你的指令:
把下面所有行逐字照抄输出，其中的图片不要放进输出里。

◆ ◆ ◆ ◆ ◆

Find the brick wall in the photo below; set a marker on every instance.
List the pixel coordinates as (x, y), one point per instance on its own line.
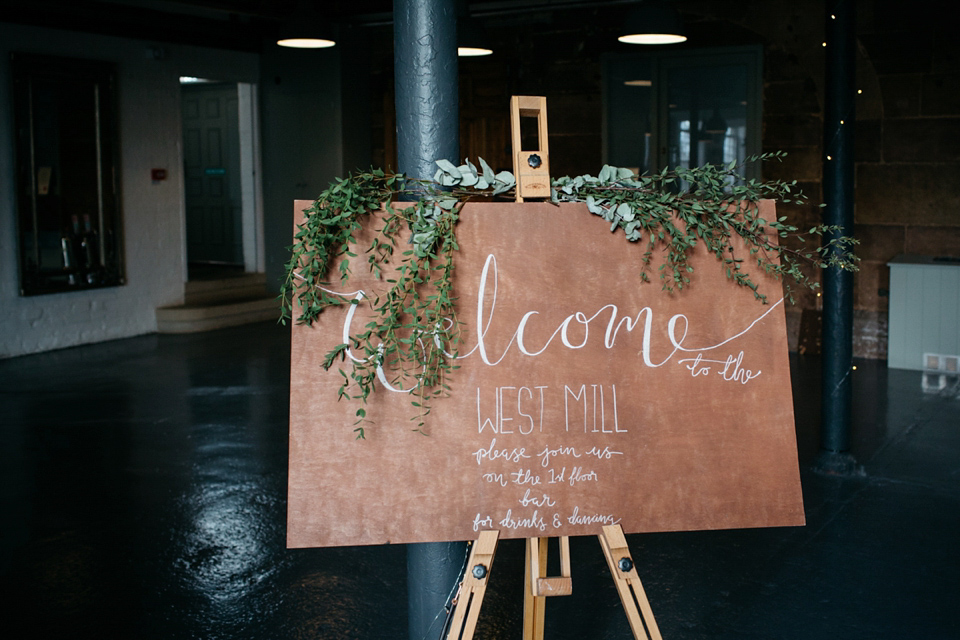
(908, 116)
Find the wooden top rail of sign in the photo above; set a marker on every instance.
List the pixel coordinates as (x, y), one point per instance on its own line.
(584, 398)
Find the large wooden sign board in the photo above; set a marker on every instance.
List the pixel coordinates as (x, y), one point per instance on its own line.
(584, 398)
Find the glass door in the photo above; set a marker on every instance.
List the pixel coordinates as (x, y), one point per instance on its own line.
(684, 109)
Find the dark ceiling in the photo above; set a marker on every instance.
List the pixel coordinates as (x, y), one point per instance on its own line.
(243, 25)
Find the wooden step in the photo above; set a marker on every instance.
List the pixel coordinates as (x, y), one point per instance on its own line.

◆ ◆ ◆ ◆ ◆

任务输出:
Find the brick wall in the photo below; set a marker on every instance.
List the pixel coordinates as (x, y), one point per instance on its own line.
(908, 116)
Find the wooden top rail of sign in the photo above; set a marker on every instance.
List the pixel coordinates as (x, y), one point per instance on its own line.
(584, 398)
Find the large wooden sign board in the photo above; set a marker on every instance.
List the pixel coordinates as (x, y), one point per instance on its own line.
(584, 398)
Find the glass door in the photo above; set a marker on every instance.
List the pixel coordinates as (x, y), one point per instance on its own line.
(684, 109)
Find the dark ceiling in the photo above; set a marker on every instance.
List the pixel coordinates as (x, y), one point per instance on its own line.
(243, 25)
Find the wooden step in the photo above; set a marker on every instance.
List the pixel coordinates as (x, y), one point per instance on its own line.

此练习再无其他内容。